## Set problem
Copy the stretch from the line containing "Autonomous forklift vision pipeline — detect the white" through the end of the entries, substituting "white button-down shirt" for "white dress shirt" and leaving everything else unchanged.

>> start Materials provided

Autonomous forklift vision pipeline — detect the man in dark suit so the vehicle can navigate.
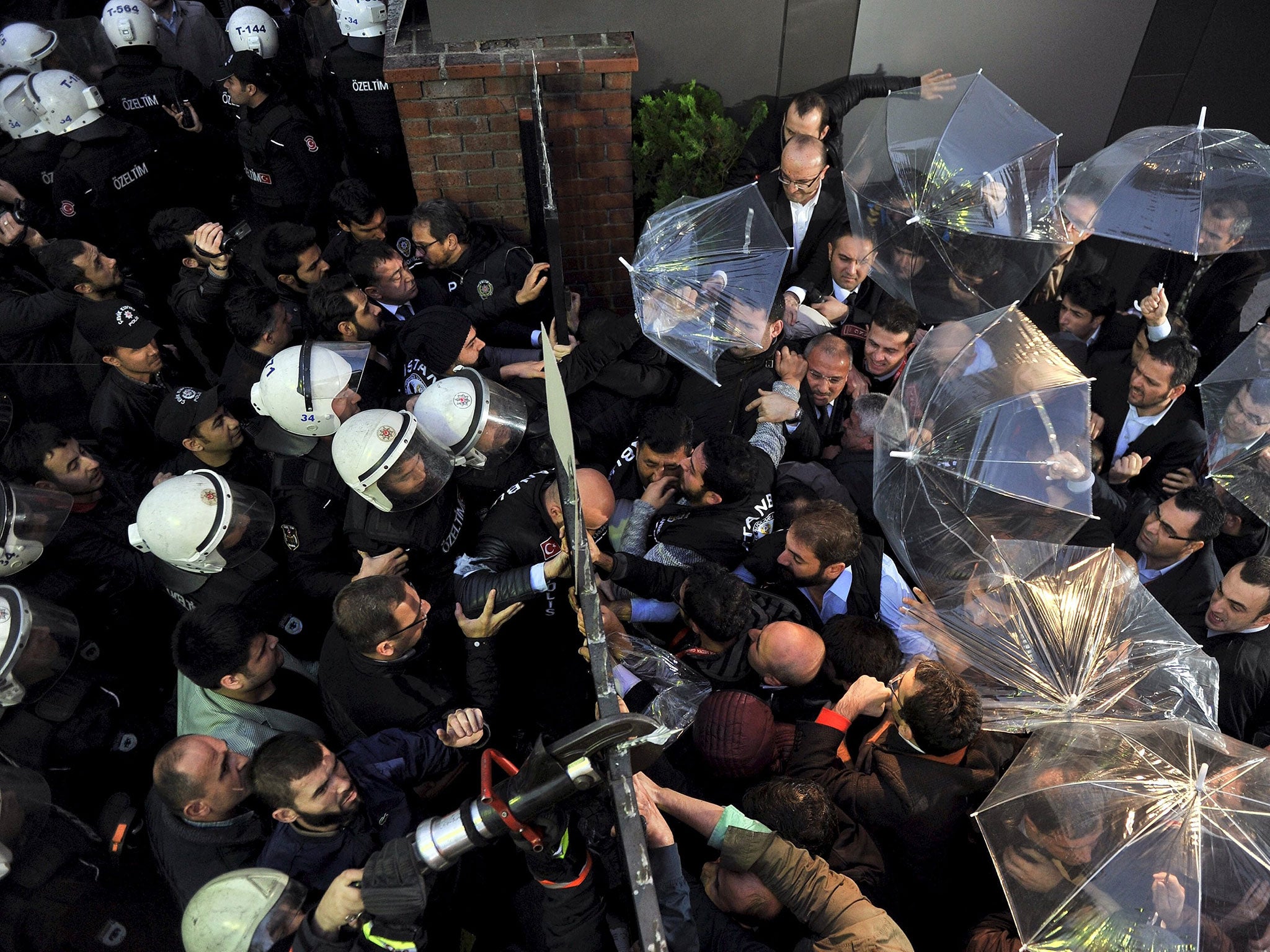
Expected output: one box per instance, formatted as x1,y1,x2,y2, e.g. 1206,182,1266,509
1090,335,1206,500
1117,486,1225,643
725,70,952,188
785,218,893,340
758,134,847,287
1137,201,1266,372
1023,274,1138,359
1202,556,1270,746
785,334,851,461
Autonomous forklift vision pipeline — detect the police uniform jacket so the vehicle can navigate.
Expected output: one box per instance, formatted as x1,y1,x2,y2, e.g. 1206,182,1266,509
318,626,498,744
0,132,66,209
236,93,330,224
146,788,264,909
0,249,89,433
97,46,210,139
259,723,461,890
344,480,467,612
433,222,541,346
53,115,169,260
269,441,358,606
89,367,171,482
167,265,233,381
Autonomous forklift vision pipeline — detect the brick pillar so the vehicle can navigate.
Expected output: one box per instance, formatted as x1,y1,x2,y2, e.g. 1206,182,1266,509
383,24,639,310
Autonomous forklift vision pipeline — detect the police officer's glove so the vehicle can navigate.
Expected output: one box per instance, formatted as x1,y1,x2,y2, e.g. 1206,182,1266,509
512,808,590,889
362,837,428,948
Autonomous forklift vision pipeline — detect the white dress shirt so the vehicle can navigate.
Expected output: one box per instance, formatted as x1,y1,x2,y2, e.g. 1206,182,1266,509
1111,400,1173,462
790,185,820,263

>> end Materials provided

## Problem solution
Autonomous forklift vision pipeline — detect the white button-down shirt so the vehicle can navigate.
Expected output: one box per instance, formatted as x1,y1,x2,y2, e.g. 1206,182,1266,509
1111,400,1173,462
790,185,820,263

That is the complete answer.